**Exercise details**: In the blog post about Rue Crémieux, when were the street's homes built, and for whom?

[Provided passage Boundary: Start]

I wrote a post on Rue Crémieux last year, but deleted it because I thought, minimalism is my wheelhouse, lots of people write about it anyway, it's overdone, etc. Every now and then, I get an email asking, "Where did this post go?" or "What was that street with all the colorful buildings and cats?" It's here, à deux pas de Coulée verte (Promenade Plantée). Turns out, some of my French friends didn't know this street existed. Often compared to Portobello Road and Notting Hill, the homes- constructed for workers in 1865- remind me of Belle's xenophobic Disney village in Beauty and the Beast, except the residents couldn't be nicer or more welcoming.

[Provided passage Boundary: End]
[Raw data Boundary: Start]

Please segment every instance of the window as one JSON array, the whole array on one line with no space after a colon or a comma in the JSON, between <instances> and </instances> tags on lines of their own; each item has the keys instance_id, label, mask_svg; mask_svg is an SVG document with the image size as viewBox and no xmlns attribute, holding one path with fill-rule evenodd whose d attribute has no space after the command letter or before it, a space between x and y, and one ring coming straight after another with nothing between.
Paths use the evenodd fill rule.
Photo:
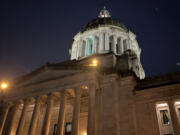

[Raw data Boundary: End]

**Solution to this exercise**: They were built in 1865 for workers.